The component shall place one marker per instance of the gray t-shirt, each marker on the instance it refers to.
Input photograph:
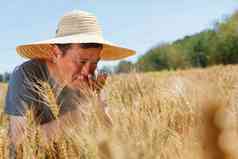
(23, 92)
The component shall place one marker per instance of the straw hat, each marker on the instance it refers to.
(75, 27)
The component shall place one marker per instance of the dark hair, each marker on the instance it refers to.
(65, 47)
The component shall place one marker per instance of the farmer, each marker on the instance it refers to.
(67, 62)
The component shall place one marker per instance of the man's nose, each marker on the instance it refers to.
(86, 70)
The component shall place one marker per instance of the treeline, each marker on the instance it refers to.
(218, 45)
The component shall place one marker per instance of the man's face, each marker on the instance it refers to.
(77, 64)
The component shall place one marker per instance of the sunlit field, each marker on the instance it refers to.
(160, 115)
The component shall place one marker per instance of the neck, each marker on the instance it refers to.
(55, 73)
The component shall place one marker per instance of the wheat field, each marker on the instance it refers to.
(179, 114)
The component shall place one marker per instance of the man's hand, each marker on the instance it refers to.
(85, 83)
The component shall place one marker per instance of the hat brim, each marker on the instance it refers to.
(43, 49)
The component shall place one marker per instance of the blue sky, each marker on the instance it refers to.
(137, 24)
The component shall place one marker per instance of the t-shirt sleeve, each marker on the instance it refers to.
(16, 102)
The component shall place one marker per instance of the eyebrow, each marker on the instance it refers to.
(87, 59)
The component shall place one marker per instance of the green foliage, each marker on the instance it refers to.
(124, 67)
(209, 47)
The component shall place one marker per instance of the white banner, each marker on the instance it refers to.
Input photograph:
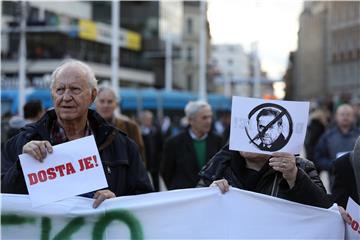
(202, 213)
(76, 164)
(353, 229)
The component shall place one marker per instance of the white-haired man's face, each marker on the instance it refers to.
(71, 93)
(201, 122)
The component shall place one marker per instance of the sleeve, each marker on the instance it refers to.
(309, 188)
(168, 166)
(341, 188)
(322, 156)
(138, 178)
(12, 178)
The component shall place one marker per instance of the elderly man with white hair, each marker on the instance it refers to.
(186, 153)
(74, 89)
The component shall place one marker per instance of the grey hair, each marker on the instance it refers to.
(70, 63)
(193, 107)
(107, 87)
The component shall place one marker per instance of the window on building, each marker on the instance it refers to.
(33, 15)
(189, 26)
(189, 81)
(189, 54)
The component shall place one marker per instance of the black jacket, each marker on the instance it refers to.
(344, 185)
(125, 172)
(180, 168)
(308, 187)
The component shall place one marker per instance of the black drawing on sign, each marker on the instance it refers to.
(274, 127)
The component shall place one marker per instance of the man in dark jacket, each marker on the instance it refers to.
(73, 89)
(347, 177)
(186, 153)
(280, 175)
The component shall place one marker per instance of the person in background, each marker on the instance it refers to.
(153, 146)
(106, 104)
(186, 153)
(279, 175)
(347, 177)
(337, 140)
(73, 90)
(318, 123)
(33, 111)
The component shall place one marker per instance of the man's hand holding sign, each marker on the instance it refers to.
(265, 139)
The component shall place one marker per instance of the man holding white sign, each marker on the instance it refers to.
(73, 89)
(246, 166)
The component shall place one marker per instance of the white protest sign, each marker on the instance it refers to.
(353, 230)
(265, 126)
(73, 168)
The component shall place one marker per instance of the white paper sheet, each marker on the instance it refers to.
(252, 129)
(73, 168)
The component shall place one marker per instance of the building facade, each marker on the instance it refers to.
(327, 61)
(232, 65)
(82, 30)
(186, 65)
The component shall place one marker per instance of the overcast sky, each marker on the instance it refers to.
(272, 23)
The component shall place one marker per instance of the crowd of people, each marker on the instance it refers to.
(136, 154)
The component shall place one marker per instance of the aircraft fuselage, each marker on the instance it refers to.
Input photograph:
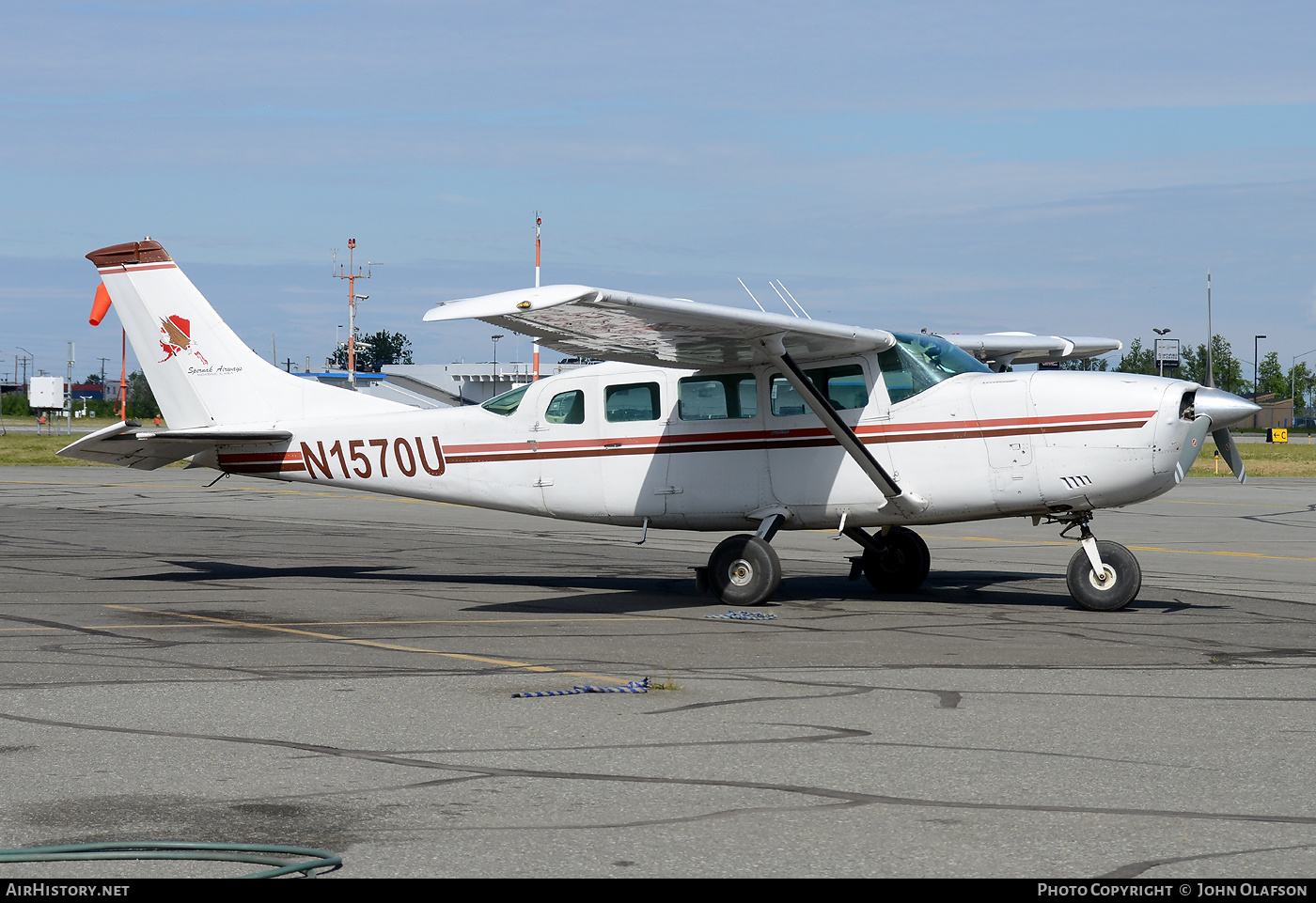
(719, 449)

+++++

The problem
Return every row above word for word, leaving out the pictures.

Finished task
The component shall place one marker per instance of the gray t-shirt, each marker on the instance it refers to.
Input photograph:
(23, 92)
The component shall place one marker per instance of the straw hat, each marker on the instance it refers to.
(75, 27)
The component shall place one marker per instance of the dark hair, each marker on the instance it refers to.
(65, 47)
The component shall place one marker per instance of the farmer, each marker on the instance it refers to.
(67, 62)
The component shall place one marker per instance of the man's nose, each marker on the instance it refers to.
(86, 70)
The component shall place one marker per instance of the treeline, each marker on the instance it refers to.
(218, 45)
The component shall place one marker per instance of the man's face, each marker on the instance it refers to.
(77, 64)
The component shall place one marker per instance of the sunlit field, each marker on the instance it refers to.
(160, 115)
The component shall place one marker per instance of the neck, each marker on the instance it refers to.
(55, 73)
The component shall place one marker per instance of the wheat field, each marker on the instance it refers to.
(179, 114)
The component shall place one marker per instance of the man's hand, each marker on the instance it refers to.
(85, 83)
The component shall place one marker per instance of the hat brim, each marker on the instance it refers to.
(43, 49)
The component shall place one marker per instance of the blue sky, each marker on the instance it refers to.
(137, 24)
The component shall place one marker per instance of the t-shirt sleeve, each marker on the instance it refers to.
(16, 102)
The component shall place one marker per instance of the eyebrow, each marker on the instance it refers to.
(87, 59)
The component shall place one marker per instance of the green foliage, each marker on the instance it refers to.
(124, 67)
(209, 47)
The component shall place one marker per instance of the white banner, each marker on the instance it refers to.
Input photograph:
(202, 213)
(76, 164)
(353, 229)
The component shall place one marker per instance of the white-haired man's face, each marker on the instance it refers to.
(71, 93)
(201, 122)
The component shall place one marker per instance of the sleeve, each marker on the instance it refers to.
(309, 188)
(168, 166)
(341, 188)
(322, 156)
(138, 178)
(12, 178)
The component shall place one marker per instance of the elderly man with white hair, each marker on the instance it refers to.
(186, 153)
(74, 89)
The component shall place one marker per instance of the grey hair, each marker on the instance it refers to.
(70, 63)
(193, 107)
(107, 87)
The component shall place one marker per instance of the window on building, each marker on the instance it refers to.
(33, 15)
(189, 26)
(189, 81)
(189, 54)
The component shall place one marker per instance of the black jacket, each marker on the instance it refers to.
(344, 185)
(125, 172)
(180, 168)
(308, 187)
The component shall place one marker per instance of the black drawing on sign, each marker on the instance it refers to.
(274, 127)
The component shall place one marker per instance of the man in dark jacket, each marker on the instance it refers to.
(73, 89)
(347, 177)
(186, 153)
(280, 175)
The component shall place one marker per instance of the person in background, each marker on the instance it refers to.
(153, 146)
(106, 104)
(186, 153)
(279, 175)
(347, 177)
(337, 140)
(73, 90)
(318, 123)
(33, 111)
The component shall place one marker per instance of the man's hand holding sign, each marker on the instance it refers to.
(265, 139)
The component shall place one marker per instance of the man holding white sign, each marker on the instance it refers to.
(73, 89)
(246, 166)
The component shall place one marker per instance of the white protest sign, each marker on the instance it refers to.
(353, 230)
(265, 126)
(73, 168)
The component shall place one marker per instance of the white paper sheet, each marker on the instance it refers to.
(252, 129)
(73, 168)
The component shall place one marker per instance of the building facade, each marker on the instance it refers to.
(327, 61)
(232, 65)
(82, 30)
(186, 65)
The component shall place one marker per instance of the overcast sky, each marker on the instance it refers to.
(272, 23)
The component shall place one marker per instance of the crowd of people, each marker on the instance it refers to.
(136, 154)
The component shall place one marker per instance of the aircraft fuselage, each marker on the instance it refers to.
Input photograph:
(719, 449)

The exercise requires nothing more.